START RECORDS FOR THE TASK

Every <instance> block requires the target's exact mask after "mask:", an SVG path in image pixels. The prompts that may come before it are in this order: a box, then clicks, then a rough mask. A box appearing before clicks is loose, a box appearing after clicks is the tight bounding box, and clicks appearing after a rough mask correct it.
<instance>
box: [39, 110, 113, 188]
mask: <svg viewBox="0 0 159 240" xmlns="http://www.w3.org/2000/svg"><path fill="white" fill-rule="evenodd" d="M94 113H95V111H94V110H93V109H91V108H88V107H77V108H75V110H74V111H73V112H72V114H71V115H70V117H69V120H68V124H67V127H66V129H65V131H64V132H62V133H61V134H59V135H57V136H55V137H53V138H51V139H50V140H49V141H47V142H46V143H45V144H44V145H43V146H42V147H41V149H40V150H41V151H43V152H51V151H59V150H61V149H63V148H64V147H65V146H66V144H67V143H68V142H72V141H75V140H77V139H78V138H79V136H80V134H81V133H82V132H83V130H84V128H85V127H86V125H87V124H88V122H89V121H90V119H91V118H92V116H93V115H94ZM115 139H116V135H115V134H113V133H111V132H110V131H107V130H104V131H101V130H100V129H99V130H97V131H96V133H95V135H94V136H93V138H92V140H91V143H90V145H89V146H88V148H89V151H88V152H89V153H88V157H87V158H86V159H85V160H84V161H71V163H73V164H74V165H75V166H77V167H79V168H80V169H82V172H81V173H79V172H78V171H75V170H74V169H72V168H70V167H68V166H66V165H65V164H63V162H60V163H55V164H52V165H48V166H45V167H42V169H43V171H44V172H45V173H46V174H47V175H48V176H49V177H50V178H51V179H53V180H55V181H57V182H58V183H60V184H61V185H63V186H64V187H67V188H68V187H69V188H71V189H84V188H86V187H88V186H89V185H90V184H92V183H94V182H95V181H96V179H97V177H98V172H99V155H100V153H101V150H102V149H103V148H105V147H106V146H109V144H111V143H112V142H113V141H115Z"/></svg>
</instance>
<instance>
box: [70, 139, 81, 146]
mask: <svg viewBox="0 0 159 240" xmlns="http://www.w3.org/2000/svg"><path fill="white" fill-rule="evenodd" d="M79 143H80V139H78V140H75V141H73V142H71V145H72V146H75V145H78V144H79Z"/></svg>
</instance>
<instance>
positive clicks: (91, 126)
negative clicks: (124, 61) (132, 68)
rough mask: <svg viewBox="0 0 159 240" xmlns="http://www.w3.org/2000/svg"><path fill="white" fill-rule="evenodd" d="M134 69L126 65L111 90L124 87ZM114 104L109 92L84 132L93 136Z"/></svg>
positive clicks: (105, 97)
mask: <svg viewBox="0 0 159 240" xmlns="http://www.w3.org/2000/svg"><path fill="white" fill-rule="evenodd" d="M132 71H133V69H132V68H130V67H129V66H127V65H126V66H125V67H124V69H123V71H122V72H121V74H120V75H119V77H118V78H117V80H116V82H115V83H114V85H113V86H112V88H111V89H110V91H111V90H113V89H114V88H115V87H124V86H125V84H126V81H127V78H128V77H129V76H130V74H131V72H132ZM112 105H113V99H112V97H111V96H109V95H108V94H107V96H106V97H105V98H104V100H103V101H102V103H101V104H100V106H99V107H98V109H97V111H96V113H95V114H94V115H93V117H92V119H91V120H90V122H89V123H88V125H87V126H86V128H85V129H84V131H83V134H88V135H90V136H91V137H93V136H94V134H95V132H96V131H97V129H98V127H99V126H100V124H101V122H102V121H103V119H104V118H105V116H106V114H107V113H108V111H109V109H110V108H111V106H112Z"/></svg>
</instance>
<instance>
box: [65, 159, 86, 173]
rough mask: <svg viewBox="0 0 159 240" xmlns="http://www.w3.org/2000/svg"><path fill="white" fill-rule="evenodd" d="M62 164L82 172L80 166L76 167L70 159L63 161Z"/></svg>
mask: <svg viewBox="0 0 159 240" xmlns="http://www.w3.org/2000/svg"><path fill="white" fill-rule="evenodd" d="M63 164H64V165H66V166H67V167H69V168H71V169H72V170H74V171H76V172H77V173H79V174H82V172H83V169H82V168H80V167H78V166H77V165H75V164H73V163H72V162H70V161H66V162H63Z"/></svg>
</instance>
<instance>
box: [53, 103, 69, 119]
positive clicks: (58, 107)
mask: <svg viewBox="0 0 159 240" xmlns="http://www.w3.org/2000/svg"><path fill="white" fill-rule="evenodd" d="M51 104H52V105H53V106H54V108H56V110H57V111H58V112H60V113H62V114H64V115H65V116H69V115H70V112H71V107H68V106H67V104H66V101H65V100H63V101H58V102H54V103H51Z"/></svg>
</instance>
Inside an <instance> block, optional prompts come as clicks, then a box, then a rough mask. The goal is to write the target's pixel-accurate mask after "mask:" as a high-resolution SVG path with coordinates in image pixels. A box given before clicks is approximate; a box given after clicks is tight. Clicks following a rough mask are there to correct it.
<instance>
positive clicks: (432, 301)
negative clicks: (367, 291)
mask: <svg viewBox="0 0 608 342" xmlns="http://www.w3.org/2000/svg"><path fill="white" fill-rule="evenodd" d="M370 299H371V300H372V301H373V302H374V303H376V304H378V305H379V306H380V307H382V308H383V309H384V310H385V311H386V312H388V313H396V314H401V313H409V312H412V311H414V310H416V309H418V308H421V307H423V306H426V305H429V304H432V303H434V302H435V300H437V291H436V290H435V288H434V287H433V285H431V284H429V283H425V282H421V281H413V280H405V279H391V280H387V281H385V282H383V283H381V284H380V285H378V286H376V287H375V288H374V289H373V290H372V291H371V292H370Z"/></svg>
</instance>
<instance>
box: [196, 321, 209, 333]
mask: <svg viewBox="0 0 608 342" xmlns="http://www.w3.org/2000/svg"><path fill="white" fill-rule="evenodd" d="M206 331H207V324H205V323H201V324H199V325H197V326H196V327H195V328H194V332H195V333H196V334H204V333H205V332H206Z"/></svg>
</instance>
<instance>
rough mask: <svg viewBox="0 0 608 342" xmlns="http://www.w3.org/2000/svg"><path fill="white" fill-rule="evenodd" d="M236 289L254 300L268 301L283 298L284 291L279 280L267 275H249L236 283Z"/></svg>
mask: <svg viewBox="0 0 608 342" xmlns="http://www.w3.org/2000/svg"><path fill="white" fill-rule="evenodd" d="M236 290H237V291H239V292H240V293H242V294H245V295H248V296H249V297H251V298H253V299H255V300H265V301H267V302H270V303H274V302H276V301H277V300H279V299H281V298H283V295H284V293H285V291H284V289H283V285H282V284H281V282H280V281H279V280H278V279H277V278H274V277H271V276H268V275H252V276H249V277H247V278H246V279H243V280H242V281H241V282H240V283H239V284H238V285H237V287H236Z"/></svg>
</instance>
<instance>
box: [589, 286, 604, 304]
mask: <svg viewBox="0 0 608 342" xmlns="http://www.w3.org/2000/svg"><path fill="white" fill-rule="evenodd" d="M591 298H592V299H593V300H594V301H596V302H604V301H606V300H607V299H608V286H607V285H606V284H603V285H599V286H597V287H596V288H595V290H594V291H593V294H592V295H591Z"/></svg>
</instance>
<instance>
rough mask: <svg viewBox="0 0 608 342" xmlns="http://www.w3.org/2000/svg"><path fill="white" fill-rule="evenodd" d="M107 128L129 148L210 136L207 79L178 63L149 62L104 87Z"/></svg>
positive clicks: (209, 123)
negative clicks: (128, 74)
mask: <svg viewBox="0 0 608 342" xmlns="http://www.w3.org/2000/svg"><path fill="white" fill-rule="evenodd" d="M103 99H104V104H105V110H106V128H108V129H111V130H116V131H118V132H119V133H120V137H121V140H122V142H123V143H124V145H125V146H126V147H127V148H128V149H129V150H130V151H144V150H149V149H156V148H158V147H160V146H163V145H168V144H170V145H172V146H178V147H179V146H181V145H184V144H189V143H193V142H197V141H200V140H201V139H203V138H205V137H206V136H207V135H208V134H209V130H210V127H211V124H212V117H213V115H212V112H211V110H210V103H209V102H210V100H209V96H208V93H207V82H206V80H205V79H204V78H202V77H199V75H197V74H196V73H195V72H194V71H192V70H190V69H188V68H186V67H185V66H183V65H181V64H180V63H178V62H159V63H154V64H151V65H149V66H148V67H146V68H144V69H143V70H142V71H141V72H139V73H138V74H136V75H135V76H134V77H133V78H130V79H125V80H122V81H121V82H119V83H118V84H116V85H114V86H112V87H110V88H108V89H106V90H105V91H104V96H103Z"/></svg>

END RECORDS FOR THE TASK

§ PROBLEM REQUIREMENTS:
Identify each line in the entries above that contains the string "target", and copy those lines in full.

§ RESPONSE TO THIS TASK:
Every <instance> block requires the target's exact mask after "mask:", an SVG path in image pixels. The prompts that may come before it are in this order: a box, then clicks, then a rough mask. A box appearing before clicks is loose, a box appearing after clicks is the tight bounding box, and clicks appearing after a rough mask correct it.
Inside an <instance> block, optional prompts come as clicks, then a box, then a rough mask. The goal is to write the target's pixel-accurate mask after "mask:" as a high-resolution SVG path with coordinates in image pixels. A box given before clicks is approximate; a box given after clicks is tight. Clicks following a rough mask are there to correct it.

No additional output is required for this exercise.